▸ YOUR GOAL
Output, word for word, every line from the line with "Task: point at every instance of the nostril, one" through the final line of the data below.

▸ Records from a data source

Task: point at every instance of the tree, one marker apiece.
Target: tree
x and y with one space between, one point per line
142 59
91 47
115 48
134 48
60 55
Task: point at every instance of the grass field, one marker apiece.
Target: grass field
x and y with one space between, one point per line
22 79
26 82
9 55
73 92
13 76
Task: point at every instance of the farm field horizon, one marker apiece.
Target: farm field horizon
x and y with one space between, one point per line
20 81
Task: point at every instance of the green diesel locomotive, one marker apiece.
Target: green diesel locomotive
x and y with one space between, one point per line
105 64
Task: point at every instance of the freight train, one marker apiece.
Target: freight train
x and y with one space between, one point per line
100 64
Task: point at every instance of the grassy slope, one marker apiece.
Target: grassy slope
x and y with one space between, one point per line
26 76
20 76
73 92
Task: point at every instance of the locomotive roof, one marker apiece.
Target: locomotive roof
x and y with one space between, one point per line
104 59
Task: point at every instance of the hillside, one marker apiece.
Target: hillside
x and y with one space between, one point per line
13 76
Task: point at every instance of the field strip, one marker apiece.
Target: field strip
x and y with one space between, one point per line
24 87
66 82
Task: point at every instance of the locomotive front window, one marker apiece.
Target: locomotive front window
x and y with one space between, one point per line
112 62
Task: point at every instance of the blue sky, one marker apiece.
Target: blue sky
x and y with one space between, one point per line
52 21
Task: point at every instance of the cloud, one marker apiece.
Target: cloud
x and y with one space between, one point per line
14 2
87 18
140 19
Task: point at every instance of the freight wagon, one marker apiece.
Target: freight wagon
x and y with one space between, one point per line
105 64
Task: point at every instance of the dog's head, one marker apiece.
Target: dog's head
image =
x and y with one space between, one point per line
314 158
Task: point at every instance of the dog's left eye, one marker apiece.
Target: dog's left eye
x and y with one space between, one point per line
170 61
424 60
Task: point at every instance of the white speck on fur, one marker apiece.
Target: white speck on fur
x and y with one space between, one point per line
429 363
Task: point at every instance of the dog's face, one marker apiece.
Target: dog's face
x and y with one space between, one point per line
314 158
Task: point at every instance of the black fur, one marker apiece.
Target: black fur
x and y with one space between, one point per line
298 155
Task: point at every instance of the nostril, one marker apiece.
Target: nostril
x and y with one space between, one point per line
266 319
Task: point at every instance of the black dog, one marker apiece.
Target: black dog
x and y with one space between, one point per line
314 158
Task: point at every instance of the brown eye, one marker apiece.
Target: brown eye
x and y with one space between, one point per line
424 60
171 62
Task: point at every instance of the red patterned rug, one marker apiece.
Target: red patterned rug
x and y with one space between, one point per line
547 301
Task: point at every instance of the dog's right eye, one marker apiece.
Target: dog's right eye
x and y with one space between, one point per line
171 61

▸ WORKED SOLUTION
Task: point at every instance of the nostril, one marker apiece.
Target: nostril
x and y with one space between, one point per line
266 319
Task: point at every instance of the black dog, one marker apiece.
Target: black dog
x and y with one space between, one point per line
314 158
Task: point at every instance of the brown eye, one marker apiece.
Target: brown eye
x and y with one space between, one point per line
424 60
171 62
Task: point at every instance of the red patterned rug, one marker apiece.
Target: red patterned rug
x and y with one space between, one point per line
547 301
Task: point at every instance of the dog's right eye, one marker apiece.
Target: dog's right eye
x and y with one space between, one point per line
171 61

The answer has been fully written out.